[Opening STUDY TEXT section]
Non-GAAP Financial Measures and Reconciliations

We believe that certain non-GAAP financial measures provide investors with useful supplemental information regarding the underlying business trends and performance of Adtalem’s ongoing operations as seen through the eyes of management and are useful for period-over-period comparisons. We use these supplemental non-GAAP financial measures internally in our assessment of performance and budgeting process. However, these non-GAAP financial measures should not be considered as a substitute for, or superior to, measures of financial performance prepared in accordance with GAAP. The following are non-GAAP financial measures used in this Quarterly Report on Form 10-Q:

Adjusted net income (most comparable GAAP measure: net income) – Measure of Adtalem’s net income adjusted for restructuring expense, amortization of acquired intangible assets, strategic advisory costs, write-off of debt discount and issuance costs, litigation reserve, debt modification costs, and income from discontinued operations.

Adjusted earnings per share (most comparable GAAP measure: diluted earnings per share) – Measure of Adtalem’s diluted earnings per share adjusted for restructuring expense, amortization of acquired intangible assets, strategic advisory costs, write-off of debt discount and issuance costs, litigation reserve, debt modification costs, and income from discontinued operations.

Adjusted operating income (most comparable GAAP measure: operating income) – Measure of Adtalem’s operating income adjusted for restructuring expense, amortization of acquired intangible assets, litigation reserve, strategic advisory costs, and debt modification costs.
[Closing STUDY TEXT section]
Write the next part of the passage on Adtalem's non-GAAP financial measures, beginning right after its last sentence.
[Opening EXTRACTED ENTRIES section]
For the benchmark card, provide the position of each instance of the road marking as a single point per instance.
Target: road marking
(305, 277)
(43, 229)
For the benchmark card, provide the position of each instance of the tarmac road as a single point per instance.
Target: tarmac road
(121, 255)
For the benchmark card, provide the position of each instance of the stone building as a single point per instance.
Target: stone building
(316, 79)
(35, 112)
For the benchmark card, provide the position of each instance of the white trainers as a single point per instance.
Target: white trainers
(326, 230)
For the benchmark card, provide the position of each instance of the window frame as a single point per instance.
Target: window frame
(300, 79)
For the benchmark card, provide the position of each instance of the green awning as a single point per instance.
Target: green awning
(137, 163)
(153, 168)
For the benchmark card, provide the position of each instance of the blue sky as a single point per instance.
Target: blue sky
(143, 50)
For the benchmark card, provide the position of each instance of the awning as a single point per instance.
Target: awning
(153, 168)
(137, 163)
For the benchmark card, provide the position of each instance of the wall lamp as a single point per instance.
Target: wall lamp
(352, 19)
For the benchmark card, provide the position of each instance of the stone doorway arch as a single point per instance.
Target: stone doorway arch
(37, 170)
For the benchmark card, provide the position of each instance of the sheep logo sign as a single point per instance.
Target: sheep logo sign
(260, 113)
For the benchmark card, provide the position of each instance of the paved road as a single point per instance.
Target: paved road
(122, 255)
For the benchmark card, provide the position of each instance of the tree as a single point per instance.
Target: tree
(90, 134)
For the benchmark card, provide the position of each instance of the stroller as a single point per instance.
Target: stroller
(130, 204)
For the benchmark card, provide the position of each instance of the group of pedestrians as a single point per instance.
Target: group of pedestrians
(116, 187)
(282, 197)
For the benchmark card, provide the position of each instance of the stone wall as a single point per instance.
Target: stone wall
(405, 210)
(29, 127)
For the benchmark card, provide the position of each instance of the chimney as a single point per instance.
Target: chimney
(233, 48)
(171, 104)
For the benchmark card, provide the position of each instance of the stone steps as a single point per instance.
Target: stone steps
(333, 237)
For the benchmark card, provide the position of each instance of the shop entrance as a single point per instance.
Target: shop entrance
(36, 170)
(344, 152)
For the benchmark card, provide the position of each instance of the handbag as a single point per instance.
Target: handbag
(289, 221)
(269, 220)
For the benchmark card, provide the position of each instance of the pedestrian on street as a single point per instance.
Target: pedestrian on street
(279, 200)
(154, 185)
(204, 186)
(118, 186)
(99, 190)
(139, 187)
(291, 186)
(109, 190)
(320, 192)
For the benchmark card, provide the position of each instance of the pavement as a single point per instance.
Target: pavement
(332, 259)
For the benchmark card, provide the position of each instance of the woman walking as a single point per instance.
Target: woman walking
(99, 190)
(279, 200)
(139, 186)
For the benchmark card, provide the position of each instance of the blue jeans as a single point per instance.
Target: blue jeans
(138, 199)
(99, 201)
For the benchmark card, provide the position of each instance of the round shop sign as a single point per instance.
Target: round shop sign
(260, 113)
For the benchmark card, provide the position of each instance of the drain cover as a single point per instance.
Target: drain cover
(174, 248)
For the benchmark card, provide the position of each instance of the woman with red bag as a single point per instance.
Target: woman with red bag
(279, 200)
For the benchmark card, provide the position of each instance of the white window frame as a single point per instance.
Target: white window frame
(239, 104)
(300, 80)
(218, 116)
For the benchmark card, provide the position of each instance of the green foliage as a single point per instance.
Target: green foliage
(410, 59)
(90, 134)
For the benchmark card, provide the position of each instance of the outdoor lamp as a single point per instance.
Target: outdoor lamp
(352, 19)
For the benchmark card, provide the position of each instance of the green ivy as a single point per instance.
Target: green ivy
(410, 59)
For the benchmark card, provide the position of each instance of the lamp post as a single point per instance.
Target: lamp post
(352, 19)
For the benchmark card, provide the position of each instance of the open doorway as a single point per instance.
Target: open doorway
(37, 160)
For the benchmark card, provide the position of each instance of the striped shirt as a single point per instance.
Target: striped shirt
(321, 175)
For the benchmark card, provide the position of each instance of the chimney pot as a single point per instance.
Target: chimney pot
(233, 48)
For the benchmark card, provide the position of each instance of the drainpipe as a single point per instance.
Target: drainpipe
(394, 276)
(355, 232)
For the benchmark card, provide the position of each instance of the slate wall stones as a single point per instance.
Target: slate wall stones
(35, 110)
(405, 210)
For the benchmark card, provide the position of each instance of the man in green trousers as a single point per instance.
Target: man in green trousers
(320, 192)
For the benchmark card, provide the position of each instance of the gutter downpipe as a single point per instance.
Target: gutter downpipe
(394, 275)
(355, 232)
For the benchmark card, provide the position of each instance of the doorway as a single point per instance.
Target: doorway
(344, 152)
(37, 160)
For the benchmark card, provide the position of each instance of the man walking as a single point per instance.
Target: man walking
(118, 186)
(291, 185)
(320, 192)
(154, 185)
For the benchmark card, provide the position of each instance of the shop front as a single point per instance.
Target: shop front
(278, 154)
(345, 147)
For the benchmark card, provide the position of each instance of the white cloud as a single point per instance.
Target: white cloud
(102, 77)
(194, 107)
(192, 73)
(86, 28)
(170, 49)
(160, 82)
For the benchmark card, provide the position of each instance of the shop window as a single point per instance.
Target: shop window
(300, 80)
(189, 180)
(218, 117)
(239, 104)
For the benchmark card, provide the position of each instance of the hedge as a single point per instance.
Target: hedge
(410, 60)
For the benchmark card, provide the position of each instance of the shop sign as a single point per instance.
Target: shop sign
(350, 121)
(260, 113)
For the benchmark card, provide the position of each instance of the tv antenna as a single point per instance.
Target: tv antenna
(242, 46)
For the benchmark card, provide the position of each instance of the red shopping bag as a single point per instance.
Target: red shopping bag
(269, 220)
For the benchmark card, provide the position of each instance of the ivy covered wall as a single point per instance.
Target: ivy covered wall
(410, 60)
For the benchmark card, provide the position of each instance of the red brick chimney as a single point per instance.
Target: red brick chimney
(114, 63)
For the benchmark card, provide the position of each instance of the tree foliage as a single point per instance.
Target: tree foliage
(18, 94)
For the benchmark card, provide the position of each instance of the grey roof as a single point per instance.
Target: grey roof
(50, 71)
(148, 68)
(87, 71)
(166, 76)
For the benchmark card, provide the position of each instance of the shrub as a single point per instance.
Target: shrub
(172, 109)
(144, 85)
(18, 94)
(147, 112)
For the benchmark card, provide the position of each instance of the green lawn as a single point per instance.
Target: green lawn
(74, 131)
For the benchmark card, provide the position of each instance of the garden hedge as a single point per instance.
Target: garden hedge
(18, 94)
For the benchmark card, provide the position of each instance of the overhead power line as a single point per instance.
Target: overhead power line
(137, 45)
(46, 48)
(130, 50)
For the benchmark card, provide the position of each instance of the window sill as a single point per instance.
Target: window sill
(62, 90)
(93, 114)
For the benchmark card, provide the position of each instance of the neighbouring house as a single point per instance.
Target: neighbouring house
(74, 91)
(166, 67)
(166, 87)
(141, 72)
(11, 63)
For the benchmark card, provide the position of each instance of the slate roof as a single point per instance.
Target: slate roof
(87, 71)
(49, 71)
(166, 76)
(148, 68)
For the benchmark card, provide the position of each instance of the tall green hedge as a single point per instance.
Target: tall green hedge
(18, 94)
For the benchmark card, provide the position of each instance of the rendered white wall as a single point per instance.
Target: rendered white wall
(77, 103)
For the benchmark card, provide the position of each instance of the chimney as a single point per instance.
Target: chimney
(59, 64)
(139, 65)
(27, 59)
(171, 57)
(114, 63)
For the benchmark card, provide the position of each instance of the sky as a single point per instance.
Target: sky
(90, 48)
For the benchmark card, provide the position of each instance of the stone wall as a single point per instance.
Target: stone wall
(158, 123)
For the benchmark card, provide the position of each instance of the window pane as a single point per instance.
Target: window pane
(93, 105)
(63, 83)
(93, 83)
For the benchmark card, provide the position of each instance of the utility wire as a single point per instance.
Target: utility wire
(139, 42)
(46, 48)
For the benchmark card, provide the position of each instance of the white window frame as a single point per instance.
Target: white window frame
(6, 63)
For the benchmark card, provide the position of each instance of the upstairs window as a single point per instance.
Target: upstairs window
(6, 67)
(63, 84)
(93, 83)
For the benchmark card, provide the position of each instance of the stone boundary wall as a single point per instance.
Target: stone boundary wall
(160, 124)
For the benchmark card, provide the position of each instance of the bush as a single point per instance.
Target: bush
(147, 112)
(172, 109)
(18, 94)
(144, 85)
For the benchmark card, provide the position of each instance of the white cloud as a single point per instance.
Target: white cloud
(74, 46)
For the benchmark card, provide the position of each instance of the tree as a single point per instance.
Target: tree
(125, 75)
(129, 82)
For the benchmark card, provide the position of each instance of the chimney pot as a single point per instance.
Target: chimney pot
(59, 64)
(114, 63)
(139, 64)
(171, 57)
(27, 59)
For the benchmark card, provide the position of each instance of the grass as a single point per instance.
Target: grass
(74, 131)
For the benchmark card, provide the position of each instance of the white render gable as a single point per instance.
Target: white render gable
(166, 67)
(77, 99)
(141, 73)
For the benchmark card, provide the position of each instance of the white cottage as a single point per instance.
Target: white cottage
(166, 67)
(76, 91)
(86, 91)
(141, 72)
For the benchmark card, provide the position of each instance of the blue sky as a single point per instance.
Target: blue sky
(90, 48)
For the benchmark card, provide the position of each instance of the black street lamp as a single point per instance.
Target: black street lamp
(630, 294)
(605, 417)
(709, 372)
[Closing EXTRACTED ENTRIES section]
[Opening EXTRACTED ENTRIES section]
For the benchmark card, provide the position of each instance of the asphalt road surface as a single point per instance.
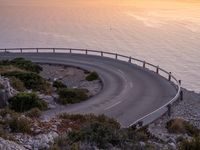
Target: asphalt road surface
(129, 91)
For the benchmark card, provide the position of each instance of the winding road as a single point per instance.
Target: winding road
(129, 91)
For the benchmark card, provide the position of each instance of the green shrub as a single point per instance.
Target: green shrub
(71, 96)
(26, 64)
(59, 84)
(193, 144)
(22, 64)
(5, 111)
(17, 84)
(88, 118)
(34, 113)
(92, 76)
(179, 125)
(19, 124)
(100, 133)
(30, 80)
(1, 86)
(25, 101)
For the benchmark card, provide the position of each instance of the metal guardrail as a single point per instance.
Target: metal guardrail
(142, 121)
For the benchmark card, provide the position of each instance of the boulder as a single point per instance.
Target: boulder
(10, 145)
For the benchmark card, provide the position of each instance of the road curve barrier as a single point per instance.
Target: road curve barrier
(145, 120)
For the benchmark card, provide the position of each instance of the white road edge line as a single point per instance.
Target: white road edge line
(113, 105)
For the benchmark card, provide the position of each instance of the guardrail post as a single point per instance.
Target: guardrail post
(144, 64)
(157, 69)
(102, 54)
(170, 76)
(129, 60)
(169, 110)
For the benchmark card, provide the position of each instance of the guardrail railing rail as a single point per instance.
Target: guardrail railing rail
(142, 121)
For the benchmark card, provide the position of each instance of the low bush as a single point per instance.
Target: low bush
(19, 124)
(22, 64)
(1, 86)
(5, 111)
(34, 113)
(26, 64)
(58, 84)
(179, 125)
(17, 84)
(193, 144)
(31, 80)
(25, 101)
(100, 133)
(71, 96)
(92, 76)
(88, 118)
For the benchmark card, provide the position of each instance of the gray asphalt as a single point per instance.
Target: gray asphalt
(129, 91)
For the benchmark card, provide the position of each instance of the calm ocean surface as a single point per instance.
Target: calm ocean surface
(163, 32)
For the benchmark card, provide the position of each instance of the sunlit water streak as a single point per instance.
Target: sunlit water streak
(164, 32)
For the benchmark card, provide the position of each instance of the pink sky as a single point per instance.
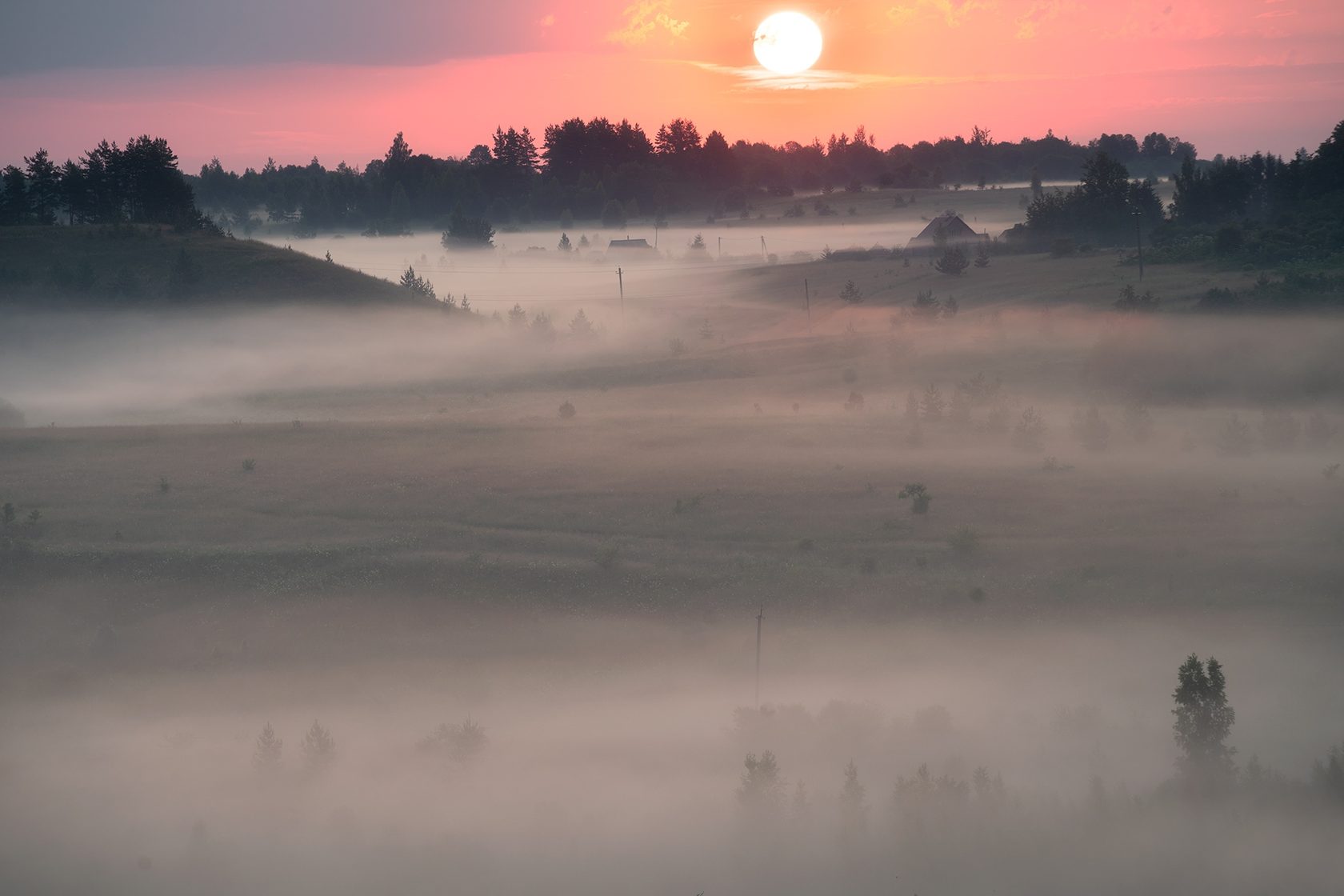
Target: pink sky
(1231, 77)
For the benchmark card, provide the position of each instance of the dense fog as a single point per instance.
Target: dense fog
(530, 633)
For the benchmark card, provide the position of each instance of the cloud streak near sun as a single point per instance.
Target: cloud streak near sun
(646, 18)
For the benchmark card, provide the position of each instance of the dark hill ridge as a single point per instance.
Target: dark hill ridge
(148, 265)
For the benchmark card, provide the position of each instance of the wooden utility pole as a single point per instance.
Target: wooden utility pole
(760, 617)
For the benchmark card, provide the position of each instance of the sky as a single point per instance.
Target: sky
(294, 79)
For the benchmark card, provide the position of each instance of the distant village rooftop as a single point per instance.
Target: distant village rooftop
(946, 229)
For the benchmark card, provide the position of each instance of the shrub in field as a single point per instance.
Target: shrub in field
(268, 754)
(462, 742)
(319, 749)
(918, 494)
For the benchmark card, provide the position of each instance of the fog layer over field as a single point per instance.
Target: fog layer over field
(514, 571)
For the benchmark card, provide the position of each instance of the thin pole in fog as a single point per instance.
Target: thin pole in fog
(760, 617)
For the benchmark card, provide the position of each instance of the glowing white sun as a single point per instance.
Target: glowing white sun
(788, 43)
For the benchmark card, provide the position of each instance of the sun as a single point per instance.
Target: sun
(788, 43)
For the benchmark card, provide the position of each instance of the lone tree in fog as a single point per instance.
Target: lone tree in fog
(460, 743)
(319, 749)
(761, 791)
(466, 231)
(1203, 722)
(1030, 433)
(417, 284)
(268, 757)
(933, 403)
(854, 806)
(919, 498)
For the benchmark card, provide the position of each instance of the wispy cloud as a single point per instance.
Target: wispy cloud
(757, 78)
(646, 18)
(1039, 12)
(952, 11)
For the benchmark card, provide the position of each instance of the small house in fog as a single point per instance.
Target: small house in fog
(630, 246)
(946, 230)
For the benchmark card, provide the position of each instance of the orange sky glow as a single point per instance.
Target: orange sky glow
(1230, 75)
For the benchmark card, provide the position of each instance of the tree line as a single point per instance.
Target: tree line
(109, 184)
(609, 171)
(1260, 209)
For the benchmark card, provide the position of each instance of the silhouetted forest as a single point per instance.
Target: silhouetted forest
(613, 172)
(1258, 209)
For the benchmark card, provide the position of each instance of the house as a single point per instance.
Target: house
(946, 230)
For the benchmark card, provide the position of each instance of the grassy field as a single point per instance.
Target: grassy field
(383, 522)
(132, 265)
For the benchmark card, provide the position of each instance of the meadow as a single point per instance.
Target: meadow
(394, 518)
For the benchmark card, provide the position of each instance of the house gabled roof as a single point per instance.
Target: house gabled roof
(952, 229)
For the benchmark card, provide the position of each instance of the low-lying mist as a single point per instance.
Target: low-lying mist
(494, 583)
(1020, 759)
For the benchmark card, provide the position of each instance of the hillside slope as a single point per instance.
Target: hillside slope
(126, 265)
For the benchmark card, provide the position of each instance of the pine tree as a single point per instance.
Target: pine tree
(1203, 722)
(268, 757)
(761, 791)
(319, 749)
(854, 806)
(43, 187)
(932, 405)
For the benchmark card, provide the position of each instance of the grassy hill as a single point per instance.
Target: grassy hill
[Closing EXTRACTED ENTRIES section]
ANSWER SECTION
Adjusted EBITDA (most comparable GAAP measure: net income) – Measure of Adtalem’s net income adjusted for income from discontinued operations, interest expense, other income, net, provision for income taxes, depreciation, amortization of acquired intangible assets, amortization of cloud computing implementation assets, stock-based compensation, restructuring expense, litigation reserve, strategic advisory costs, and debt modification costs. Provision for income taxes, interest expense, and other income, net is not recorded at the reportable segments, and therefore, the segment adjusted EBITDA reconciliations begin with adjusted operating income.

A description of special items in our non-GAAP financial measures described above are as follows:

Restructuring expense primarily related to workforce reductions, costs to exit certain course offerings, and prior real estate consolidations at Adtalem’s home office. We do not include normal, recurring, cash operating expenses in our restructuring expense.
Amortization of acquired intangible assets.
Amortization of cloud computing implementation assets.
Strategic advisory costs related to expanding capabilities and bringing new capacities to market to further enhance our strategic position. We do not include normal, recurring, cash operating expenses in our strategic advisory costs.
Reserves related to significant litigation.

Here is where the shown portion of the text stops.